# start of GIVEN TEXT

# Working with GPUs in OpenVINO™

This tutorial provides a high-level overview of working with GPUs in OpenVINO. It shows users how to use Query Device to list system GPUs and check their properties, and it explains some of the key properties. It shows how to compile a model on GPU with performance hints and how to use multiple GPUs using MULTI or CUMULATIVE_THROUGHPUT. 

The tutorial shows example commands for benchmark_app that users can run to compare GPU performance in different configurations. It also provides code for a basic end-to-end application that compiles a model on GPU and uses it to run inference.

## Introduction

1. Background and context on how GPUs are used to speed up inference
2. Introduce OpenVINO’s ability to run inference with GPUs
3. How to configure OpenVINO to work with GPUs (link to Configuration for GPU with OpenVINO page)

## Checking GPUs with Query Device

1. List GPUs with ie.get_available_devices
2. Check properties with ie.get_property
3. Brief descriptions of key properties

### List GPUs with core.get_available_devices


Firstly, in order to use GPUs, we must make sure our system is detecting them correctly.
Running the following cell should output a list of compatible OpenVINO devices, in which our Intel GPUs should appear.

In [1]:
from openvino.runtime import Core

core = Core()
core.available_devices

['CPU']

If the GPUs are installed correctly in the system and still don't appear in the list, we should follow the steps described [here](https://docs.openvino.ai/latest/openvino_docs_install_guides_configurations_for_intel_gpu.html) and try again. Once we have the GPUs working with OpenVINO we can proceed with the next sections.

### Check properties with core.get_property

Now, to get information and customize the behavior of our GPUs, we can use device properties. Devices in OpenVINO, such as CPUs and GPUs, have two types of properties: read-only and read-write. The former mainly shows information about the hardware itself like the device name or supported data types, while the latter allows us to tweak how the model is compiled, for instance to reduce latency or increase throughput.

So, to get the value of a property, such as the device name, we can use the `core.get_property` method as follows

In [2]:
device = "CPU"
core.get_property(device, "FULL_DEVICE_NAME")

'Intel(R) Core(TM) i7-9750H CPU @ 2.60GHz'

The devices also have a specific property, called `SUPPORTED_PROPERTIES`, that allows us to see all the available properties in the device (including the `SUPPORTED_PROPERTIES` itself). To do this, we repeat the above command

In [3]:
core.get_property(device, "SUPPORTED_PROPERTIES")

# end of GIVEN TEXT

▶ _CHALLENGES_
1: In the OpenVINO GPU tutorial, what two types of properties do OpenVINO devices have?
2: Echo the OpenVINO GPU tutorial from "# Working with" up to and including "MULTI or CUMULATIVE_THROUGHPUT.".
3: Carry on the OpenVINO GPU tutorial from the point where it stops.

# start of EXTRACTED RECORDS

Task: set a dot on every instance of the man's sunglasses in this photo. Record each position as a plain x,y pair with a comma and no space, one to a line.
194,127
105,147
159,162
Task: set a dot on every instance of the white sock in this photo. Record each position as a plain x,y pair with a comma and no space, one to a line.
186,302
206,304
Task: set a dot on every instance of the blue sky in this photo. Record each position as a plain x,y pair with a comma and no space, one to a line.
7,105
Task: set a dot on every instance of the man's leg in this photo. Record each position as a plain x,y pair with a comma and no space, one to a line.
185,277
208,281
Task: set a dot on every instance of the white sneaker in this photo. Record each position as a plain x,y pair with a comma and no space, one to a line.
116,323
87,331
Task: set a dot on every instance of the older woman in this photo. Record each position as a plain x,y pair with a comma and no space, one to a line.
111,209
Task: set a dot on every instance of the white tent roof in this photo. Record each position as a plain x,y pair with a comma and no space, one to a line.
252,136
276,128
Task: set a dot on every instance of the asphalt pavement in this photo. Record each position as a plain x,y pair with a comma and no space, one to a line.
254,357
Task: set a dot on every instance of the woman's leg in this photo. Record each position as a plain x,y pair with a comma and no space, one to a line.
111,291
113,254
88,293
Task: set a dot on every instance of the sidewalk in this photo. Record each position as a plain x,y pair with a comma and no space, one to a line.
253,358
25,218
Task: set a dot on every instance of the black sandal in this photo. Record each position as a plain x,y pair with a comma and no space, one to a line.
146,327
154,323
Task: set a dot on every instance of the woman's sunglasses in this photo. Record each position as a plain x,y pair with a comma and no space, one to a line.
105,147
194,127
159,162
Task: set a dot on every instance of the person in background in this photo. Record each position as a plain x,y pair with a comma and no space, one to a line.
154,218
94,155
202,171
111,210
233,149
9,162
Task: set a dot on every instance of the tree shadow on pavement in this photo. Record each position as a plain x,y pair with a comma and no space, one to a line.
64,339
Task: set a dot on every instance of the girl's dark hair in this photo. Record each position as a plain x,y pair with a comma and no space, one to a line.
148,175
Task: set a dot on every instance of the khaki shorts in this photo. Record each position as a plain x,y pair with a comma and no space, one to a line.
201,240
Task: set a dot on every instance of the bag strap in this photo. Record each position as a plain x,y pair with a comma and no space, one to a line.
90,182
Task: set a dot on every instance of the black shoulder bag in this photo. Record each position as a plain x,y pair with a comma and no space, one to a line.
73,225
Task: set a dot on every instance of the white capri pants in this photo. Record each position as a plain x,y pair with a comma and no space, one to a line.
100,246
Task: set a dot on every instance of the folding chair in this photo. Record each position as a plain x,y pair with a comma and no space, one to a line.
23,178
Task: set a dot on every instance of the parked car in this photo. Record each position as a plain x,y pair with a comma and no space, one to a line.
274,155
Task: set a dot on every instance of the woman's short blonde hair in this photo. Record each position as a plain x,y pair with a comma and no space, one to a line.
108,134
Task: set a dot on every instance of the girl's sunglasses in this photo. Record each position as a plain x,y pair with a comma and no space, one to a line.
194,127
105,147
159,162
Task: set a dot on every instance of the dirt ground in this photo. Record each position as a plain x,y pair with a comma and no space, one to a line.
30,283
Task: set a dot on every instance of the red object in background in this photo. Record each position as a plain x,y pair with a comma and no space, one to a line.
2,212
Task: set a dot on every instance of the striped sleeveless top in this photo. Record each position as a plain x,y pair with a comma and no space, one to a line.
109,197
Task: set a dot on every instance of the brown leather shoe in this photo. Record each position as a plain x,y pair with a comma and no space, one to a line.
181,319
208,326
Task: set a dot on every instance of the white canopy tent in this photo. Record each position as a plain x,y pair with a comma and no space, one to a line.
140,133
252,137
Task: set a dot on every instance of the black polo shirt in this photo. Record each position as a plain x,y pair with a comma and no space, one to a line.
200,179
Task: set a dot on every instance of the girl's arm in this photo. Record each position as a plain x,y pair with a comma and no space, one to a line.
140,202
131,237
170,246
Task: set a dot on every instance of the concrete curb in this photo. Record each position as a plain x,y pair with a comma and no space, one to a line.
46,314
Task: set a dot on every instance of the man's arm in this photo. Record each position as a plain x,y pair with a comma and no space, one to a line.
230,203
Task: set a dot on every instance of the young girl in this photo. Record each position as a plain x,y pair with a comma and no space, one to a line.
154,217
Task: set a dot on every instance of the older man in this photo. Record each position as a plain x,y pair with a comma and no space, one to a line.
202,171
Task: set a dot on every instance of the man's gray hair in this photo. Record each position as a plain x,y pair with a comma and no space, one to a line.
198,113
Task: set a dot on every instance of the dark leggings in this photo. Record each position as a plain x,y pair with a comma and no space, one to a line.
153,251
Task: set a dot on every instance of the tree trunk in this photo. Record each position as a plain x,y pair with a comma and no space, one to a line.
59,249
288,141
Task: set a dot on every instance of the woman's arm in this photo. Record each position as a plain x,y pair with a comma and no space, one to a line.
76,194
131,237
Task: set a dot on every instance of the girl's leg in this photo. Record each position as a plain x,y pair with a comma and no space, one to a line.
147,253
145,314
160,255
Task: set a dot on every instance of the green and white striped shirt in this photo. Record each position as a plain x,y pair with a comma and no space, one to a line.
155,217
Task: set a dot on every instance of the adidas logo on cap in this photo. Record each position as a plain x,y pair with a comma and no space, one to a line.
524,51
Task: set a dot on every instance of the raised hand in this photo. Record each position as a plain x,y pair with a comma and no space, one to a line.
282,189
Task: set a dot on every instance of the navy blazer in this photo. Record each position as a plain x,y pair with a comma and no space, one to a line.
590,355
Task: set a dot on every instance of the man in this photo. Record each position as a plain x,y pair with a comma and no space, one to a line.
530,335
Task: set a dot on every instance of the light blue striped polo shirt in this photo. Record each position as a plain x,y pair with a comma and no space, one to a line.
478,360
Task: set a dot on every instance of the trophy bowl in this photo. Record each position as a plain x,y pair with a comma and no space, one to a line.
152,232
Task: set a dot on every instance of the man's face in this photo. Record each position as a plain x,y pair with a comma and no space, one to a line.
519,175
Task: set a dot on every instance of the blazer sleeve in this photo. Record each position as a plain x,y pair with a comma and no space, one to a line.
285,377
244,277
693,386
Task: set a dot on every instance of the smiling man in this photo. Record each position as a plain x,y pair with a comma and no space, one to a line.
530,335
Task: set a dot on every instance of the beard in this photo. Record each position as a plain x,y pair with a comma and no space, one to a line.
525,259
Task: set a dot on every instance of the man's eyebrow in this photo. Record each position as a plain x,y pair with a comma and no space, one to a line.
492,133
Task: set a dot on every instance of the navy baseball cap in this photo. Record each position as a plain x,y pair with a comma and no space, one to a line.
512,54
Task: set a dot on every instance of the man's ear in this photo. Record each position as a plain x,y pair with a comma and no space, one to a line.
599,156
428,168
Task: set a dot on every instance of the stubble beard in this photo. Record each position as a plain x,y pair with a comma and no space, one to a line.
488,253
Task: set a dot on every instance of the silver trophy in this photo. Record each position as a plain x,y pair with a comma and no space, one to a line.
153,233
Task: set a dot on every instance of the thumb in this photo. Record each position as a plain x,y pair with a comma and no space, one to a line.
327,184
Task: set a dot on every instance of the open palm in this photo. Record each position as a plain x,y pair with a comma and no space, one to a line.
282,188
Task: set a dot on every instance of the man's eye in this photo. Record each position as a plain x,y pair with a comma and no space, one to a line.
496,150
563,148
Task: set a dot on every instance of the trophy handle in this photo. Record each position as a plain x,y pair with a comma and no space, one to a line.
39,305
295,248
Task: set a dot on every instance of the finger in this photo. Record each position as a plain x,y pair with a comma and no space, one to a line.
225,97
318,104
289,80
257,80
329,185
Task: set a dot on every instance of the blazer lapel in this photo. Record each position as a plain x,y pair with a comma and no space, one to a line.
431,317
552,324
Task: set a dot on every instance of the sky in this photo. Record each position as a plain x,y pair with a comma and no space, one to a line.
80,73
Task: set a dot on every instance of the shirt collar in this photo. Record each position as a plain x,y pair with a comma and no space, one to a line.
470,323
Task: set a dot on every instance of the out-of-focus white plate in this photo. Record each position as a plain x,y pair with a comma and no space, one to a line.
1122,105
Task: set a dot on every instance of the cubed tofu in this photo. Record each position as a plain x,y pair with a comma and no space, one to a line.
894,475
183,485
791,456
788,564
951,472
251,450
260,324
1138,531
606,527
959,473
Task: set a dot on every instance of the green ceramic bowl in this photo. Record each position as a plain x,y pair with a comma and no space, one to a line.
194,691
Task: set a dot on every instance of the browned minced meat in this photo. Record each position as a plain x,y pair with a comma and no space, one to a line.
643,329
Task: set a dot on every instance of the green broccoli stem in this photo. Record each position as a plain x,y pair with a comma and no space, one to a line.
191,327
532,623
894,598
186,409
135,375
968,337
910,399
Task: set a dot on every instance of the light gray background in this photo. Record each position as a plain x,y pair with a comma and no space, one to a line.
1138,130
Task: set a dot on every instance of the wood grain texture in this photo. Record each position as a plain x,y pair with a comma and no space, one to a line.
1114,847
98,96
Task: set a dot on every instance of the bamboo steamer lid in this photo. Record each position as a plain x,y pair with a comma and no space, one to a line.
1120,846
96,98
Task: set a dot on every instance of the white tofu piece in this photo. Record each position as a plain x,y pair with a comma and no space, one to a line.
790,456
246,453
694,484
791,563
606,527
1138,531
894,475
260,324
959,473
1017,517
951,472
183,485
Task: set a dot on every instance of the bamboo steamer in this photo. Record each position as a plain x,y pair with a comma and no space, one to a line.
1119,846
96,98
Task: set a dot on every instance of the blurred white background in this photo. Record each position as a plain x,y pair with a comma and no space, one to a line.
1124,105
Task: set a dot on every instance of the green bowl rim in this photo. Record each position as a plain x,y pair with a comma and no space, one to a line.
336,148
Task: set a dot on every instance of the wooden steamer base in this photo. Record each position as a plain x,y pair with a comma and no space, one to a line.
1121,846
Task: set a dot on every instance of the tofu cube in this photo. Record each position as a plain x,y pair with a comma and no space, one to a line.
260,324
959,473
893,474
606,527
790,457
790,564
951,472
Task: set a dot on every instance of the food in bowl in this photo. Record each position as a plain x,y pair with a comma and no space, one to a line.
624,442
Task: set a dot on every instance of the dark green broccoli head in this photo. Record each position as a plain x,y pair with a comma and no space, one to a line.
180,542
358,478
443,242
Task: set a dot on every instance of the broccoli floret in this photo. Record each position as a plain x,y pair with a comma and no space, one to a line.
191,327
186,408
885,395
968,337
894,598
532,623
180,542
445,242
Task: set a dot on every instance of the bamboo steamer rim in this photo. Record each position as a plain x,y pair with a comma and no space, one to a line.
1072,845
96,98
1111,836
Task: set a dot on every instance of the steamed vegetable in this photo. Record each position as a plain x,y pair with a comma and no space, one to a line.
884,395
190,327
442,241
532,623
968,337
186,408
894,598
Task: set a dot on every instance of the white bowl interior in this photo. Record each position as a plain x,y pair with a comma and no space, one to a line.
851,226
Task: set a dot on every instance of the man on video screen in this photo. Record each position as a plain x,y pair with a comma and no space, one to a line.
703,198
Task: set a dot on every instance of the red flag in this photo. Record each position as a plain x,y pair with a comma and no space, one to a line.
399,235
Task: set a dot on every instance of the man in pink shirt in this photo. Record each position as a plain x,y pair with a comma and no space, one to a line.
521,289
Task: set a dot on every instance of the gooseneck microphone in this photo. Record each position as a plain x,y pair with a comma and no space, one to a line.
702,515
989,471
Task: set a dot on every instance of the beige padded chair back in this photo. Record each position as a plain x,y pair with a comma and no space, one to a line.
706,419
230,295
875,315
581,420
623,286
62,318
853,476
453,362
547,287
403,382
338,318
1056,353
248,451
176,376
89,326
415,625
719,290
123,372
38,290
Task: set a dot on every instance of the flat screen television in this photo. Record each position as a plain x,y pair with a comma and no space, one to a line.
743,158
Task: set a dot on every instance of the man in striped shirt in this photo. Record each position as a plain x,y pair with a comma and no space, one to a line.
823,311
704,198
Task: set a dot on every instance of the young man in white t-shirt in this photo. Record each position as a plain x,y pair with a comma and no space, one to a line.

# end of EXTRACTED RECORDS

▶ _EXERCISE ANSWERS_
1: Read-only and read-write.

2:
# Working with GPUs in OpenVINO™

This tutorial provides a high-level overview of working with GPUs in OpenVINO. It shows users how to use Query Device to list system GPUs and check their properties, and it explains some of the key properties. It shows how to compile a model on GPU with performance hints and how to use multiple GPUs using MULTI or CUMULATIVE_THROUGHPUT.

3:
{'SUPPORTED_PROPERTIES': 'RO',
 'AVAILABLE_DEVICES': 'RO',
 'RANGE_FOR_ASYNC_INFER_REQUESTS': 'RO',
 'RANGE_FOR_STREAMS': 'RO',
 'FULL_DEVICE_NAME': 'RO',
 'OPTIMIZATION_CAPABILITIES': 'RO',
 'CACHING_PROPERTIES': 'RO',
 'CACHE_DIR': 'RO',
 'NUM_STREAMS': 'RW',
 'AFFINITY': 'RW',
 'INFERENCE_NUM_THREADS': 'RW',
 'PERF_COUNT': 'RW',
 'INFERENCE_PRECISION_HINT': 'RW',
 'PERFORMANCE_HINT': 'RW',
 'PERFORMANCE_HINT_NUM_REQUESTS': 'RW'}

Note that the value for each property has either a "RO" or "RW", which corresponds to the two types mentioned previously, "**R**ead-**O**nly" and "**R**-**W**rite" respectively.

### Brief descriptions of key properties

#### PERFORMANCE_HINT
#### INFERENCE_PRECISION_HINT

#### Current values

In [4]:
for prop in core.get_property(device, "SUPPORTED_PROPERTIES"):
    if prop != "SUPPORTED_PROPERTIES":
        print(f"{prop:>30}: {core.get_property(device, prop)}")

             AVAILABLE_DEVICES: ['']
RANGE_FOR_ASYNC_INFER_REQUESTS: (1, 1, 1)
             RANGE_FOR_STREAMS: (1, 12)
              FULL_DEVICE_NAME: Intel(R) Core(TM) i7-9750H CPU @ 2.60GHz
     OPTIMIZATION_CAPABILITIES: ['FP32', 'FP16', 'INT8', 'BIN', 'EXPORT_IMPORT']
            CACHING_PROPERTIES: {}
                     CACHE_DIR: 
                   NUM_STREAMS: 1
                      AFFINITY: Affinity.NONE
         INFERENCE_NUM_THREADS: 0
                    PERF_COUNT: False
      INFERENCE_PRECISION_HINT: <Type: 'float32'>
              PERFORMANCE_HINT: PerformanceMode.UNDEFINED
 PERFORMANCE_HINT_NUM_REQUESTS: 0


## Compiling a Model on GPU

1. Compile with default configuration (ie.compile_model(model, “GPU”)
2. Throughput and latency performance hints
3. Using multiple GPUs with multi-device and cumulative throughput

### Compile with default configuration (ie.compile_model(model, “GPU”)

In [5]:
model = core.read_model(model="../001-hello-world/model/v3-small_224_1.0_float.xml")
compiled_model = core.compile_model(model, "GPU")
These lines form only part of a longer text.